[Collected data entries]
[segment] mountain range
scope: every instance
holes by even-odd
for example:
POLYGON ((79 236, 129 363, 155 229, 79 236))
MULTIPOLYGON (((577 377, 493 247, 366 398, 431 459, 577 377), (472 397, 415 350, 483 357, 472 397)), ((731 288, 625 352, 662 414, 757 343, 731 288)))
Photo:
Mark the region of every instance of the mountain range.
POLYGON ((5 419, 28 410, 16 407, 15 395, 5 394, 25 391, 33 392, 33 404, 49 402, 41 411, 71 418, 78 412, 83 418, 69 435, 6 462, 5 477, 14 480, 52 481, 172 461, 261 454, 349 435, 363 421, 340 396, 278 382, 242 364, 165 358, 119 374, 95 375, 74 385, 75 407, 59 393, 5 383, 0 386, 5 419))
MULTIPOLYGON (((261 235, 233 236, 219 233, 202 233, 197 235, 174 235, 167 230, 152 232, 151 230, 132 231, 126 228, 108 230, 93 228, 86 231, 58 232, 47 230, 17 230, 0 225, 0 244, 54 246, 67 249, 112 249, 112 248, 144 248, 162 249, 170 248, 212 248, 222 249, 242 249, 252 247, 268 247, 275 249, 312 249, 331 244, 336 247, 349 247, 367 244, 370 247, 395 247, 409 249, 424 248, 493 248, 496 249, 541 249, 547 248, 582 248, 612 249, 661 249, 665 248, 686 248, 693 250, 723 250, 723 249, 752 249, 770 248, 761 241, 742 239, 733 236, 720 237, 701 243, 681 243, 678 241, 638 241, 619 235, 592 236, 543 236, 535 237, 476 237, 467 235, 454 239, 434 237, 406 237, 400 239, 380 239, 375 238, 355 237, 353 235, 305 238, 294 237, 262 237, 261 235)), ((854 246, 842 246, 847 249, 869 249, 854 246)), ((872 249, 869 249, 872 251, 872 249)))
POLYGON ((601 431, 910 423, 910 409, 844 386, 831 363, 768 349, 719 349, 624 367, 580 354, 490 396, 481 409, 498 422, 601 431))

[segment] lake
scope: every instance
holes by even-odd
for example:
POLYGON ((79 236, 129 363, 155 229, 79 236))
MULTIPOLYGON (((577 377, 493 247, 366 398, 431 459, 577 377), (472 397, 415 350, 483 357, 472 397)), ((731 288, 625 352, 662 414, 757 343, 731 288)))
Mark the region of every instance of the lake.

**Stated task**
Copy out the records above verbatim, starting from their first line and going on through the line containing "MULTIPOLYGON (((261 235, 233". Include both of those lines and nothing past the second.

**Right answer**
[segment] mountain range
scope: every instance
holes by even-odd
for example:
POLYGON ((79 236, 129 363, 155 229, 79 236))
MULTIPOLYGON (((577 377, 493 247, 366 398, 431 459, 577 377), (472 397, 415 350, 483 357, 472 397)), ((731 288, 625 352, 662 414, 757 343, 731 288)))
Photo:
Mark the region of every instance of the mountain range.
POLYGON ((5 419, 28 410, 16 407, 15 395, 5 394, 25 391, 33 392, 33 404, 49 402, 41 411, 71 418, 78 412, 83 418, 69 435, 6 462, 5 477, 14 480, 52 481, 172 461, 261 454, 349 435, 363 421, 340 396, 278 382, 242 364, 165 358, 119 374, 95 375, 74 385, 75 407, 59 393, 5 383, 0 386, 5 419))
MULTIPOLYGON (((261 235, 233 236, 219 233, 202 233, 197 235, 174 235, 167 230, 152 232, 151 230, 132 231, 126 228, 108 230, 93 228, 86 231, 58 232, 47 230, 17 230, 0 225, 0 244, 54 246, 67 249, 112 249, 112 248, 144 248, 162 249, 170 248, 212 248, 222 249, 242 249, 252 247, 268 247, 275 249, 312 249, 331 244, 336 247, 349 247, 367 244, 370 247, 395 247, 409 249, 424 248, 493 248, 496 249, 541 249, 547 248, 582 248, 612 249, 661 249, 665 248, 686 248, 693 250, 723 250, 723 249, 752 249, 770 248, 761 241, 742 239, 733 236, 720 237, 701 243, 681 243, 678 241, 638 241, 619 235, 592 236, 543 236, 535 237, 476 237, 467 235, 454 239, 434 237, 406 237, 400 239, 380 239, 375 238, 355 237, 353 235, 305 238, 294 237, 262 237, 261 235)), ((854 246, 842 246, 847 249, 869 249, 854 246)), ((872 249, 869 249, 872 251, 872 249)))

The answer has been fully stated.